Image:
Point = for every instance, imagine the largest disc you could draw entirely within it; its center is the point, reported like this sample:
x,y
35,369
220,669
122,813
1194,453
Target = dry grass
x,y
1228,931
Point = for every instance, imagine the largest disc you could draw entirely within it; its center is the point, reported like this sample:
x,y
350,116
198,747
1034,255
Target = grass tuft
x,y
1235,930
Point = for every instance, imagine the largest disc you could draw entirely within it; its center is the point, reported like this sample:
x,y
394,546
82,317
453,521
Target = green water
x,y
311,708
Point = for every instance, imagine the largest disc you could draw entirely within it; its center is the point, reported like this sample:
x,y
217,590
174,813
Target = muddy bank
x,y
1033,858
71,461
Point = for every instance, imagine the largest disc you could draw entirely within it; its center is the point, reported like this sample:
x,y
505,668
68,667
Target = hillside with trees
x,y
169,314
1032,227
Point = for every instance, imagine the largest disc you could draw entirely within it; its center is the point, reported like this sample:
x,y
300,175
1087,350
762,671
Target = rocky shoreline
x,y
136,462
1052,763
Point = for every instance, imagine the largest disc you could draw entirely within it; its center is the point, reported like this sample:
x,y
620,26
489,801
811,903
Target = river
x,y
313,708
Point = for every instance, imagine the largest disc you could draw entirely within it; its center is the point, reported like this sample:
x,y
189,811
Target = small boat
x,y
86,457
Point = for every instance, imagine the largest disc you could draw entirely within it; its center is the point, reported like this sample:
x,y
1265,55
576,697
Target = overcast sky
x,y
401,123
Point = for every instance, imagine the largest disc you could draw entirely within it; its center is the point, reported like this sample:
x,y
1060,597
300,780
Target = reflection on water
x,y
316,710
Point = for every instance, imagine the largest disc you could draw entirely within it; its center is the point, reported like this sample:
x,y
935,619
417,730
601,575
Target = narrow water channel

+++

WRITTEN PROBLEM: Each record must be returned exactly as it is written.

TASK OUTPUT:
Image:
Point = for every instance, imagine the largest disc you could draw entirely within it; its center is the point, reported like this sample:
x,y
35,369
220,669
122,813
1194,453
Target = dry grass
x,y
1228,931
Point = for every instance, imagine the largest disc you could draw entirely within it; its center is the point, reported like this sample:
x,y
350,116
198,747
1034,255
Target = grass tuft
x,y
1235,930
Point = for every instance, imagine the largest disc you could draw entirely within it; its center is the point, reported like this sample:
x,y
394,546
82,317
453,521
Target = green water
x,y
311,708
Point = for every instance, imagine the largest disc you could draw entirely within it; its center is the point, reported like this sample:
x,y
217,590
174,813
Target = muddy bank
x,y
1033,858
71,461
Point = for every instance, imagine the largest disc you could draw entirely within it; its center is the point, reported like this sample:
x,y
505,668
68,667
Target = hillside with trees
x,y
169,314
1032,227
Point = for every instance, imagine the largest disc you could draw entirely within it; its center is the point, reported like this sample:
x,y
300,175
1087,350
762,671
Target = rocky shoreline
x,y
136,462
1052,763
Point = for every instance, imagine the largest disc you could draw entirely within it; its center is the point, reported like this sample:
x,y
620,26
489,801
811,903
Target = river
x,y
313,708
Point = for every instance, imagine the largest disc you could draw entirely within it; its center is the point, reported like this sample:
x,y
189,811
Target = small boat
x,y
86,457
Point = for every instance, imagine the largest disc you could draw entirely within it; its center is the point, reported like this sample:
x,y
1265,55
576,697
Target = overcast sky
x,y
401,123
Point = for every instance, imagine the largest disc you could draw entirely within it; its center is the point, reported like this sample:
x,y
1060,597
300,780
Target = reflection on water
x,y
316,710
Point = for every instance, imagine the largest disc you could draw entirely within it; its center is the point, reported like this sample:
x,y
935,619
417,730
601,575
Target = narrow water channel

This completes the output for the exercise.